ASSIGNMENT.
From the entries below, reproduce exactly the line containing "Each <instance> block", the line containing "box: [3, 5, 185, 282]", and every line in between, with nothing added.

SUPPLIED DATA.
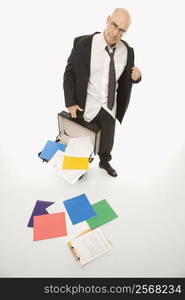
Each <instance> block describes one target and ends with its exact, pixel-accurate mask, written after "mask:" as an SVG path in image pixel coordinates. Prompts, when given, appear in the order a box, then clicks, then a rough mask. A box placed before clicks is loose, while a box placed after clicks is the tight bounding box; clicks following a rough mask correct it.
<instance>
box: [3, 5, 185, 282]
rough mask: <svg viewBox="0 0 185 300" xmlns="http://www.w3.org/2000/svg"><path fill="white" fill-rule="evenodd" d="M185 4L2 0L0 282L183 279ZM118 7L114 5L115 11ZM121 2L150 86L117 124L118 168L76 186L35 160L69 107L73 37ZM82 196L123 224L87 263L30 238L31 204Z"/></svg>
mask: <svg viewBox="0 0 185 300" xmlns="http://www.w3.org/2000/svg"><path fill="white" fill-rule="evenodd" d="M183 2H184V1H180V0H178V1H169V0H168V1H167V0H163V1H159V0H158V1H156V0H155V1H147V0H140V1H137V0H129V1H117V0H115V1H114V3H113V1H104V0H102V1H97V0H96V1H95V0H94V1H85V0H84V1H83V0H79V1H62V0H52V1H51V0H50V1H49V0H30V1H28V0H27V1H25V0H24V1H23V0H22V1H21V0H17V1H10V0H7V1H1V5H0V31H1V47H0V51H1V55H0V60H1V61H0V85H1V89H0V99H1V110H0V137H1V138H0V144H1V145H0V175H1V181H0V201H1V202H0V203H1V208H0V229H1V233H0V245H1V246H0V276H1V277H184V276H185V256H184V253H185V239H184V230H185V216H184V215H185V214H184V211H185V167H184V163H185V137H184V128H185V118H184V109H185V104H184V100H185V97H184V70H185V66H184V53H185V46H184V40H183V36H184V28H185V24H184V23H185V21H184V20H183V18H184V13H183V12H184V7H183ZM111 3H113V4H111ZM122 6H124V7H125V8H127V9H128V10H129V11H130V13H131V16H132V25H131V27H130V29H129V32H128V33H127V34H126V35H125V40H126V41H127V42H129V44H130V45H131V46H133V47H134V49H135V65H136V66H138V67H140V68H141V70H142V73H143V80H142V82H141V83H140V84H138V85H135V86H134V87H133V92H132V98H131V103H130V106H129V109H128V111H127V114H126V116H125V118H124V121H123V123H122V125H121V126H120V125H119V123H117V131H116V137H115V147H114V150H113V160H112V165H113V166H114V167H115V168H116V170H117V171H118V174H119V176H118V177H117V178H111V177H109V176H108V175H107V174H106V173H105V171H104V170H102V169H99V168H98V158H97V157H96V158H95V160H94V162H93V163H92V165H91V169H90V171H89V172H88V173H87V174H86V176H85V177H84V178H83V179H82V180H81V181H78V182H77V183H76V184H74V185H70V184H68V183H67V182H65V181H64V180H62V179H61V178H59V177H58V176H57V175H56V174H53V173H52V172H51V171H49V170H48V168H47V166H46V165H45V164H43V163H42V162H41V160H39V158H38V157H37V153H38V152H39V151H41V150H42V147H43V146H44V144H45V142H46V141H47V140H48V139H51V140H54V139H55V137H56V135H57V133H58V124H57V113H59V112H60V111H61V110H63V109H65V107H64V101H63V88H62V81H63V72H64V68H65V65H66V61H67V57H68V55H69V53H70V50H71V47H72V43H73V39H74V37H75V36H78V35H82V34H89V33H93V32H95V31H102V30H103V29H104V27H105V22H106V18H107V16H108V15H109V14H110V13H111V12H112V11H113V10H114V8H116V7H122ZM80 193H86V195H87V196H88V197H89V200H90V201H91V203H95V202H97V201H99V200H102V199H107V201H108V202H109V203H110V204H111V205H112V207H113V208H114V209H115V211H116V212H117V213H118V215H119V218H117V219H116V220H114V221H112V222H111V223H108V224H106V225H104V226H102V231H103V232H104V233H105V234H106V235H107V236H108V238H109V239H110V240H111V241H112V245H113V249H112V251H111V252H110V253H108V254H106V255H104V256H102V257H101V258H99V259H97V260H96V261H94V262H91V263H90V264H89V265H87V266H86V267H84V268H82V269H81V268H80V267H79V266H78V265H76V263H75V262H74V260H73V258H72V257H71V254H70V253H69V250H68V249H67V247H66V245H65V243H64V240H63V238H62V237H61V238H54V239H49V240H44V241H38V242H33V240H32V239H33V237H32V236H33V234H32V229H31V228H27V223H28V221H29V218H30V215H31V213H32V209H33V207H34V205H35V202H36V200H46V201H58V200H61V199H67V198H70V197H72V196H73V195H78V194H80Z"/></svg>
--
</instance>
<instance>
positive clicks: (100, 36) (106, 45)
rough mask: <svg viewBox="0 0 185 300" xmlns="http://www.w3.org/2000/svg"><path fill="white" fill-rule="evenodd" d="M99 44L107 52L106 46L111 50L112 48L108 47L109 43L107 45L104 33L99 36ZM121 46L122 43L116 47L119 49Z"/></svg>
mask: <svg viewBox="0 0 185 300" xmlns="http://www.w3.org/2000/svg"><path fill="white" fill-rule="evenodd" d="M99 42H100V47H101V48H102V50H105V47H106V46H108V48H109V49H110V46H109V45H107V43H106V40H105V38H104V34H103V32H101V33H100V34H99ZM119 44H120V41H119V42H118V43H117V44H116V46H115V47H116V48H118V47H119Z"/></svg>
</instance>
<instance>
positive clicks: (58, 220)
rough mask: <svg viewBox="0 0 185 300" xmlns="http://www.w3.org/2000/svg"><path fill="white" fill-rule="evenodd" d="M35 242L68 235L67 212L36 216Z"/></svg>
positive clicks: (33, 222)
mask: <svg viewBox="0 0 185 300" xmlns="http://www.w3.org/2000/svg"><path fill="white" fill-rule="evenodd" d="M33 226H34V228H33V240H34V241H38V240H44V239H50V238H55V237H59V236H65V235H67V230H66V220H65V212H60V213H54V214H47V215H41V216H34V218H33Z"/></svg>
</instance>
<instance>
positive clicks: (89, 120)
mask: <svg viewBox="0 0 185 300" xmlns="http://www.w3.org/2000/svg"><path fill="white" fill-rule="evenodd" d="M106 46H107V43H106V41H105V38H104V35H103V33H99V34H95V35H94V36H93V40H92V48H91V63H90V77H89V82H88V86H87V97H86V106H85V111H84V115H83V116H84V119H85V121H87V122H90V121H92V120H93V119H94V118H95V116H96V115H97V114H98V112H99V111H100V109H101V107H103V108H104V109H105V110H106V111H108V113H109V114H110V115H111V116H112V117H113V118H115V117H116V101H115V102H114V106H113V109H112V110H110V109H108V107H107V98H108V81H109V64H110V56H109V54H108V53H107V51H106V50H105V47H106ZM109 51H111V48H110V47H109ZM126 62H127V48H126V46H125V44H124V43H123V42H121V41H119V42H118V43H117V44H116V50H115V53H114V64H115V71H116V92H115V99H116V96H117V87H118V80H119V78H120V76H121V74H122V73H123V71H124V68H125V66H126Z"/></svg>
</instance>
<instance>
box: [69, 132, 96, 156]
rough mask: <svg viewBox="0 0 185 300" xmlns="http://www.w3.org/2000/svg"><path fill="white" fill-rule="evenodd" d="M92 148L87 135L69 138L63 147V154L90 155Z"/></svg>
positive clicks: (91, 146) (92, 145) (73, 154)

FINISHED TASK.
Each <instance> block describes one target and ends with its exact, pixel-accurate mask, written after "mask:" as an SVG path in image pixel coordinates. Prompts, when given, appear in the order a box, then clicks, then a rough mask. A box placed before clicks is loose, while a box placed after clicks is the tight bounding box; clicks following a rough mask correct it.
<instance>
box: [3, 5, 185, 282]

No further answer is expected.